## Data
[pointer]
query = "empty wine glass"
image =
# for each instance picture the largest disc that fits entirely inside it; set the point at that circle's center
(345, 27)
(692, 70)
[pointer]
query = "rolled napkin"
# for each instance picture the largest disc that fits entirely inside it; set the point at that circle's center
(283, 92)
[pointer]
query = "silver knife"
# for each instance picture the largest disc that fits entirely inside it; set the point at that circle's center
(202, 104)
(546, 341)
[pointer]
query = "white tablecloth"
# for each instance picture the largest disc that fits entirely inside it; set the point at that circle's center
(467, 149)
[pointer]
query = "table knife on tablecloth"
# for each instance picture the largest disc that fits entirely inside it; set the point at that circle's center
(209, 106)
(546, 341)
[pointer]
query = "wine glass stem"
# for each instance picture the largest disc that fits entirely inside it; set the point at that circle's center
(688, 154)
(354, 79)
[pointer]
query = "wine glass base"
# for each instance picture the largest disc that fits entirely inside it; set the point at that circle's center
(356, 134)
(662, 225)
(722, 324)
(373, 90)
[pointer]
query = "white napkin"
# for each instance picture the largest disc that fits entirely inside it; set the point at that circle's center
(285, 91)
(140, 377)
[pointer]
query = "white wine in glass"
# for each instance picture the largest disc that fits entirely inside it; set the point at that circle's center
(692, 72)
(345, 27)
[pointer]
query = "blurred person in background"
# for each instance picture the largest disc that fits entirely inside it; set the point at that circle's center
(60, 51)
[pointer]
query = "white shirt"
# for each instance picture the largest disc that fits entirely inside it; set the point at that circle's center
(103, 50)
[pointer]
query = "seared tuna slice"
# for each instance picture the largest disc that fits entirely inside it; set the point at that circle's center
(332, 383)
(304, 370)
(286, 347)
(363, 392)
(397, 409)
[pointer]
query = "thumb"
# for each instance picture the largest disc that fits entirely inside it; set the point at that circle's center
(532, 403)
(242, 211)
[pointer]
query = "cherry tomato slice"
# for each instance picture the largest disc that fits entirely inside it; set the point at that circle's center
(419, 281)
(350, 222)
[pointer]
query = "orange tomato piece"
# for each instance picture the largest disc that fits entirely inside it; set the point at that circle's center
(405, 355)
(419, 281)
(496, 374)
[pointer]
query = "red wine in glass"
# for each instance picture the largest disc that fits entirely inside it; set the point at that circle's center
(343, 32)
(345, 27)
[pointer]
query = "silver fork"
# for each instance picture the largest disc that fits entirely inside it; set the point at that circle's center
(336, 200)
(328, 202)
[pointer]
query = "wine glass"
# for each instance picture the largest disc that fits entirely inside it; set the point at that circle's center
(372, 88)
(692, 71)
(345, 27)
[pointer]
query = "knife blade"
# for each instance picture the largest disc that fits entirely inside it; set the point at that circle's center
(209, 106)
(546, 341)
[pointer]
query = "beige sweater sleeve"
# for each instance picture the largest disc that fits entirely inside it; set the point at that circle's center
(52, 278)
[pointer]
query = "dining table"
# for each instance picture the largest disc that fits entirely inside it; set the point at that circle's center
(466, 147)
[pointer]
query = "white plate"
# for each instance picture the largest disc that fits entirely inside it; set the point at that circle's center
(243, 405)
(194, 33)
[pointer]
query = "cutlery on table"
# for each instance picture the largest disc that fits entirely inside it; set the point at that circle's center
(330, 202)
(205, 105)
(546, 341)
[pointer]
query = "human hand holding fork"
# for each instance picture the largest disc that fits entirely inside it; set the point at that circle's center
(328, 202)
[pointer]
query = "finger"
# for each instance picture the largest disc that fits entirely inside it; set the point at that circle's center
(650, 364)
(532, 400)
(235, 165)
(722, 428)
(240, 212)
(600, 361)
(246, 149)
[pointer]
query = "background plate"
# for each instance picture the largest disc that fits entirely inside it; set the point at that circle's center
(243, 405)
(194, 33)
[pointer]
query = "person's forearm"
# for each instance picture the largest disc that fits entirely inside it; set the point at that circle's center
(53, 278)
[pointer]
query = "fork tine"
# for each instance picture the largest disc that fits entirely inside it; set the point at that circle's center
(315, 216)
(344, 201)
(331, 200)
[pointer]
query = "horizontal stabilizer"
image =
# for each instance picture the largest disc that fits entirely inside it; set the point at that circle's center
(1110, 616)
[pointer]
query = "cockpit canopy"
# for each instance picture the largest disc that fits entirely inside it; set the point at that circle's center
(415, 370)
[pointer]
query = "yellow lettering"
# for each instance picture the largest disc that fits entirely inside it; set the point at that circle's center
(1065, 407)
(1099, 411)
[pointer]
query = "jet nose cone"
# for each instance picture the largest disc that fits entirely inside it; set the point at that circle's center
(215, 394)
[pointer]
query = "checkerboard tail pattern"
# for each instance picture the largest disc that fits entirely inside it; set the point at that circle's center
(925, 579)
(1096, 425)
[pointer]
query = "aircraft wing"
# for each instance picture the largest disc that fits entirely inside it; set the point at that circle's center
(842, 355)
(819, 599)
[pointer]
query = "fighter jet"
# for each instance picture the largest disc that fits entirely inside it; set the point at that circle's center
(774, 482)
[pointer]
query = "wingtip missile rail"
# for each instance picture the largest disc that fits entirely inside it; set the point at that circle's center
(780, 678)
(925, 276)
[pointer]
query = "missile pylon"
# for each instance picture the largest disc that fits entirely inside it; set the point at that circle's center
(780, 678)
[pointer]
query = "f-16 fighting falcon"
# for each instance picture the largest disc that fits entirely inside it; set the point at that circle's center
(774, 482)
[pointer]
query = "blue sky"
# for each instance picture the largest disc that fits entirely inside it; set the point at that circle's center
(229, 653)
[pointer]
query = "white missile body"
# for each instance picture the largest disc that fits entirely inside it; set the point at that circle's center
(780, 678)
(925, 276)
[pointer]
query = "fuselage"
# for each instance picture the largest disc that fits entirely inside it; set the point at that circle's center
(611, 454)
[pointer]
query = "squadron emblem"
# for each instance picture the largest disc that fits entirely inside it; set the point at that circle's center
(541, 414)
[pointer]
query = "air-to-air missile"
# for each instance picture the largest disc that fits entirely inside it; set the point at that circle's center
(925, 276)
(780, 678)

## What you will do
Please give all the entries above again, exactly as they stand.

## Answer section
[pointer]
query = "empty wine glass"
image =
# for each instance picture the largest disc that fits entirely inside it; set the point at that circle's center
(345, 27)
(692, 70)
[pointer]
query = "rolled napkin"
# for each instance picture the largest disc that fits entirely inside it; set the point at that circle's center
(283, 92)
[pointer]
query = "silver knife"
# for each instance picture the largest disc that fits entirely inside it; set the point at that circle's center
(202, 104)
(546, 341)
[pointer]
query = "white tablecloth"
# for each instance picture the largest disc that fits entirely inside it; set the point at that circle's center
(467, 149)
[pointer]
query = "table knife on tablecloth"
# for each instance picture the largest disc that fits entirely inside it; set the point at that circle's center
(209, 106)
(546, 341)
[pointer]
query = "wine glass stem"
# for each instance picture the largest disc that fits entirely inside it; set the point at that circle's center
(688, 154)
(354, 79)
[pointer]
query = "wine glass base"
# for each instance picture the largest disc that fits entirely inside it; set the point at that circle's center
(356, 134)
(662, 225)
(722, 324)
(373, 90)
[pointer]
query = "white napkin"
# for each instance picture the largest disc that fits entirely inside it; set the point at that circle's center
(285, 91)
(140, 377)
[pointer]
query = "white wine in glass"
# for each instance picture the largest disc that fits entirely inside it; set the point at that circle's center
(692, 72)
(345, 27)
[pointer]
query = "blurred person in background"
# for each instance picture the largest disc that fits entirely inside it; set the point at that circle's center
(60, 51)
[pointer]
query = "white shirt"
# for each instance picture the largest disc that fits entirely inside it; set the point at that circle's center
(103, 50)
[pointer]
query = "seared tuna slice"
# for each instance picture the largest disc that fits entirely inside it; set the point at that circle's center
(332, 383)
(304, 370)
(286, 347)
(363, 392)
(397, 409)
[pointer]
query = "thumb"
# for each instance picture the largest disc that fits entirely inside it; set the point at that circle's center
(532, 403)
(242, 211)
[pointer]
query = "cherry tomato slice"
# for each instance picture the largest disc that fits entirely inside it; set the point at that circle's center
(419, 281)
(350, 222)
[pointer]
query = "orange tomato piece"
# for each instance picture the largest disc that fits entirely inside it; set the point at that circle's center
(405, 355)
(419, 281)
(496, 374)
[pointer]
query = "red wine in glass"
# for each instance picture the largest disc that fits entirely inside it; set the point at that circle's center
(343, 32)
(345, 27)
[pointer]
query = "silver fork"
# for each instance picture the largest disc that fits entirely inside it; set the point at that circle's center
(336, 200)
(328, 202)
[pointer]
query = "wine glass"
# for each instance picture the largest disc that fits entirely inside it; set the point at that circle's center
(372, 88)
(692, 71)
(345, 27)
[pointer]
query = "knife blade"
# for each instance picture the largest disc that fits entirely inside it; set the point at that circle's center
(209, 106)
(546, 341)
[pointer]
query = "beige sweater sleeve"
# for each instance picture the largest disc that fits entirely inside it; set the point at that circle's center
(52, 278)
[pointer]
query = "dining table"
# for each instance picture the largest disc that fits entirely inside it; set the point at that circle's center
(466, 147)
[pointer]
query = "white plate"
# for each instance picture the largest disc that fits entirely inside it; set the point at that circle's center
(243, 405)
(194, 33)
[pointer]
query = "cutlery on table"
# for each instance picture the largest disc that fits entirely inside it; set the point at that circle's center
(330, 202)
(205, 105)
(546, 341)
[pointer]
query = "human hand holding fork"
# for each instance picture the largest disc that fits entirely inside it; set the point at that circle's center
(328, 202)
[pointer]
query = "finger"
# for each instance picture the largest disc that fits entirely inside it; set the point at that circle's center
(650, 364)
(532, 400)
(235, 165)
(722, 428)
(240, 212)
(600, 361)
(246, 149)
[pointer]
query = "background plate"
# for each instance picture the largest disc that fits entirely inside it; set the point at that circle's center
(243, 405)
(194, 33)
[pointer]
query = "person's forearm"
# for each instance picture the largest disc that fits entirely inside it; set the point at that circle's center
(53, 278)
[pointer]
query = "fork tine"
# for each instance picture the largest disc that fits entirely inside it; set the point at that circle's center
(315, 216)
(344, 201)
(331, 200)
[pointer]
query = "horizontal stabilizer"
image =
# for each instance picture the largest disc that fits entirely inside it; set the point at that circle's center
(1110, 616)
[pointer]
query = "cockpit canopy"
# for each instance picture the largest disc that fits entirely inside it; set the point at that circle's center
(415, 370)
[pointer]
query = "yellow lettering"
# for each instance picture the largest disc that fits entirely inside it; set the point at that circle's center
(1065, 407)
(1099, 411)
[pointer]
query = "jet nose cone"
# for each instance picture the largest disc that fits entirely inside it; set the point at that circle's center
(215, 394)
[pointer]
query = "checkerboard tail pattern"
# for each instance picture the largest disc that fits entirely inside it; set the point at that circle's center
(925, 579)
(1096, 425)
[pointer]
query = "aircraft wing"
# for each instance picture the largest disc that fits entirely inside it; set the point at that circle's center
(842, 355)
(819, 599)
[pointer]
query = "fighter jet"
# for each instance picture the largest disc that fits entirely inside it; set the point at that circle's center
(774, 482)
[pointer]
query = "wingtip missile rail"
# for each instance picture the largest disc that fits entirely inside it; set the point at that circle's center
(780, 678)
(925, 276)
[pointer]
query = "missile pylon"
# for each instance picture the largest disc that fits entirely inside it; set the point at that circle's center
(780, 678)
[pointer]
query = "f-16 fighting falcon"
# for each instance picture the largest disc that fits entirely inside it; set the point at that circle's center
(774, 482)
[pointer]
query = "blue sky"
# for each instance picture the largest disc that fits entirely inside it; set the point at that circle's center
(229, 653)
[pointer]
query = "white missile body"
# for each instance picture the largest disc that fits entirely inside it; set the point at that circle's center
(780, 678)
(925, 276)
[pointer]
query = "fuselage"
# for each instance picture the largest disc that fits entirely inside it; set the point at that circle's center
(611, 454)
[pointer]
query = "squadron emblem"
# for each instance picture the largest disc that fits entirely inside it; set the point at that circle's center
(541, 414)
[pointer]
query = "air-to-air missile"
# for each instance picture the largest disc that fits entirely inside it; set the point at that circle's center
(925, 276)
(780, 678)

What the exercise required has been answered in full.